> _WHAT YOU ARE ASKED TO DO_: Report how many lines in the entries below hold the word "mountain". Your answer is that number alone.

[PROVIDED ENTRIES]

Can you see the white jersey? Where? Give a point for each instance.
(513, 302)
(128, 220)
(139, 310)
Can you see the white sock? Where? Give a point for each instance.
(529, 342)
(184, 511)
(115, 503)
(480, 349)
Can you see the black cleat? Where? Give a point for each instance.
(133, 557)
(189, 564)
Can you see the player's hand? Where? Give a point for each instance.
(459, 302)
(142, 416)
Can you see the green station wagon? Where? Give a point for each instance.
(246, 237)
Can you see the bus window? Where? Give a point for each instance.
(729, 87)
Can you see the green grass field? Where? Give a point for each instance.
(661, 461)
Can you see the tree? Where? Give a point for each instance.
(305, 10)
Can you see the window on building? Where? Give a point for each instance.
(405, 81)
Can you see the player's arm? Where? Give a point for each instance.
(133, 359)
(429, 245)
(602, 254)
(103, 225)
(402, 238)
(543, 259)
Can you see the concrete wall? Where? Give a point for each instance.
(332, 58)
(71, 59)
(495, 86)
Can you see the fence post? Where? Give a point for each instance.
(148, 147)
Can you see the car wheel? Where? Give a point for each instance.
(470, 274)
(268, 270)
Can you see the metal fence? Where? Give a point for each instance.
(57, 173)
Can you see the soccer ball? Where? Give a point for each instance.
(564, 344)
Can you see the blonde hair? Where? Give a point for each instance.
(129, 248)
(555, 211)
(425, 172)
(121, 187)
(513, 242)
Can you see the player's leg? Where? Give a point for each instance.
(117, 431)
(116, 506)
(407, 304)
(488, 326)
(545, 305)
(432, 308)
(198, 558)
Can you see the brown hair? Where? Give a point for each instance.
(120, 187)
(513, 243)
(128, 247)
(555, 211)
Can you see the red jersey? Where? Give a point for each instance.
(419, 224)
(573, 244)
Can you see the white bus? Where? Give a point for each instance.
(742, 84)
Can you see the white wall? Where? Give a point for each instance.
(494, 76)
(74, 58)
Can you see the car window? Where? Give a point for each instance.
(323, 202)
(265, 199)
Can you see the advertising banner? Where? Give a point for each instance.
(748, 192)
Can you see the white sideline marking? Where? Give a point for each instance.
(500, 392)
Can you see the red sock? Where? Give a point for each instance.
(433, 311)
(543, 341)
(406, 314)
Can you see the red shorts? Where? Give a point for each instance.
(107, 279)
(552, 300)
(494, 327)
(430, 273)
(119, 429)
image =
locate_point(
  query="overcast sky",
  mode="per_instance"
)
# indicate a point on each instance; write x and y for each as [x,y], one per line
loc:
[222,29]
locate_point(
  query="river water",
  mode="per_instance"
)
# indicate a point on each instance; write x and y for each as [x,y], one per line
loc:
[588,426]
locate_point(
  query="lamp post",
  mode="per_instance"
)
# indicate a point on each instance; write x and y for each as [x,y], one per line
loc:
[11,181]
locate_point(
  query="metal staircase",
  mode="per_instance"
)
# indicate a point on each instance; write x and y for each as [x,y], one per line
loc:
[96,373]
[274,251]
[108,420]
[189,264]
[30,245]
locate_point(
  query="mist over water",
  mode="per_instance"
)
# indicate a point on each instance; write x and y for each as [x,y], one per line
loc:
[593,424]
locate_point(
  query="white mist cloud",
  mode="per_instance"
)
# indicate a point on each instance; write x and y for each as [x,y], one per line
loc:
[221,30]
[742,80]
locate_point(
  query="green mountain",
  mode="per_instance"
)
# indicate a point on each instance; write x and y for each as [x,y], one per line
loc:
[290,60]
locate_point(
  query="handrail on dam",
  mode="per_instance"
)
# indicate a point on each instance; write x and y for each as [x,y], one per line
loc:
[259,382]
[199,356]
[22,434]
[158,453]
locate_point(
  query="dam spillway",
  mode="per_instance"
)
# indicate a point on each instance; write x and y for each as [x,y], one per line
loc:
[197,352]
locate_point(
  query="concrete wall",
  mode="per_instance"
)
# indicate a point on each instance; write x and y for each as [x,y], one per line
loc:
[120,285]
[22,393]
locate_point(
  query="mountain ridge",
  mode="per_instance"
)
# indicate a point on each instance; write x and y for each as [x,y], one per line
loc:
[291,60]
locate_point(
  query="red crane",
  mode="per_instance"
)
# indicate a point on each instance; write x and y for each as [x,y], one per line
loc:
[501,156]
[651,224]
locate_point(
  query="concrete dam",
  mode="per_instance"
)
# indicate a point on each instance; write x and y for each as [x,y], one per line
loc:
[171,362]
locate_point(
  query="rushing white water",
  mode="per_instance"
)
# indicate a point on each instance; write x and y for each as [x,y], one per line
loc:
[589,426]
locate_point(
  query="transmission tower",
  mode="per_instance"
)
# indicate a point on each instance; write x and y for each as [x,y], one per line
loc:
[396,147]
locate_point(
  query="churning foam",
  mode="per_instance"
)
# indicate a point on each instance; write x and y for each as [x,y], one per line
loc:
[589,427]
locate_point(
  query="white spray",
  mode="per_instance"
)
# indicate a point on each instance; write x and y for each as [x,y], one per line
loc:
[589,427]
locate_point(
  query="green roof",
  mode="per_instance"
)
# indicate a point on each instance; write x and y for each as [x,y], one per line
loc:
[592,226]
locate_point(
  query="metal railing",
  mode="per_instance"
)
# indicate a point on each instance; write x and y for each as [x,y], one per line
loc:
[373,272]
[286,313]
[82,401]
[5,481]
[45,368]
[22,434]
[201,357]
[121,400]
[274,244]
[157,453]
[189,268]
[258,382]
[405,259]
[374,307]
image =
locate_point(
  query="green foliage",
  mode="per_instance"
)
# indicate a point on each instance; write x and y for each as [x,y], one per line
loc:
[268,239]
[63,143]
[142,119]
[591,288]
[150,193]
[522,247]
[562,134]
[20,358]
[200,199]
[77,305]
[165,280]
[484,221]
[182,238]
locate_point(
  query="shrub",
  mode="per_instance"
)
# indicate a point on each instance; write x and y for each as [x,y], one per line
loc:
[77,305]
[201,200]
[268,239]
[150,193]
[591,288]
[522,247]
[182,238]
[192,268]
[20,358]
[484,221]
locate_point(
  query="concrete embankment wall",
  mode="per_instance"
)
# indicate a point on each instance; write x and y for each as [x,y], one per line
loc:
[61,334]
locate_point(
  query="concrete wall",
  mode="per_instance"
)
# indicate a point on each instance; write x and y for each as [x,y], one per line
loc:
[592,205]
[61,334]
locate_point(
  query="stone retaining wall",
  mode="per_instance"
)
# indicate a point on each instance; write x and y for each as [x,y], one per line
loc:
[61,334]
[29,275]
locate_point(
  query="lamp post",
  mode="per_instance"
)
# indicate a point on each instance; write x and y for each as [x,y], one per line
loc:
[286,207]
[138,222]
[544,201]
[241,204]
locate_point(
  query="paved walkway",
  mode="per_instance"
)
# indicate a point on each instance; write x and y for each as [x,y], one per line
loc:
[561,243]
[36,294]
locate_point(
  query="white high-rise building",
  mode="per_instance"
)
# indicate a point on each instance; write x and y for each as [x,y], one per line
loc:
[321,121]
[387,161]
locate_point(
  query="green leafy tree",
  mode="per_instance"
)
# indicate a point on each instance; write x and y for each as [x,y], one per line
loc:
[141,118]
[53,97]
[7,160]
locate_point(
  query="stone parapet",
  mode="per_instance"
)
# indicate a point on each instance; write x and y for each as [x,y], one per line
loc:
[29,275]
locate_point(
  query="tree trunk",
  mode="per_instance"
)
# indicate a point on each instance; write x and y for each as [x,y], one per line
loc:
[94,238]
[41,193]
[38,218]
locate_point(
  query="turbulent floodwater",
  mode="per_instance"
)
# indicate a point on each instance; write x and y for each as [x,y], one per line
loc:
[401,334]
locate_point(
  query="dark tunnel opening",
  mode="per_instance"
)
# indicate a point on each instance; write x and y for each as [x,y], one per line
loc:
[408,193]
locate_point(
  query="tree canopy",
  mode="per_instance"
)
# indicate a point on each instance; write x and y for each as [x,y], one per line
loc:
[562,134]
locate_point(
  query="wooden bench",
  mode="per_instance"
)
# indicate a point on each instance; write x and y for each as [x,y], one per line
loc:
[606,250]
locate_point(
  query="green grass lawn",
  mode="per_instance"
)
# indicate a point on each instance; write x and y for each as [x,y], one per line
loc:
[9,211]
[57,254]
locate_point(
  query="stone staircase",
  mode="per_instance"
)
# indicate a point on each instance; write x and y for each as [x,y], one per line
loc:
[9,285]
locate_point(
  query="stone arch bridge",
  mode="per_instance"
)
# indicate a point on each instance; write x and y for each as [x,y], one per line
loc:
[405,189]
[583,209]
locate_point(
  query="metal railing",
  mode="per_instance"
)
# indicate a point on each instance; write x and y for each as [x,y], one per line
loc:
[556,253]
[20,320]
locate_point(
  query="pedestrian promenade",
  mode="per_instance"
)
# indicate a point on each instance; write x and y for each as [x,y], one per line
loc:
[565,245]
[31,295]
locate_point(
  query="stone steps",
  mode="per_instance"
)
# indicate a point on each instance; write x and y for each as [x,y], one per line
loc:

[/PROVIDED ENTRIES]

> _ANSWER BOX_: 2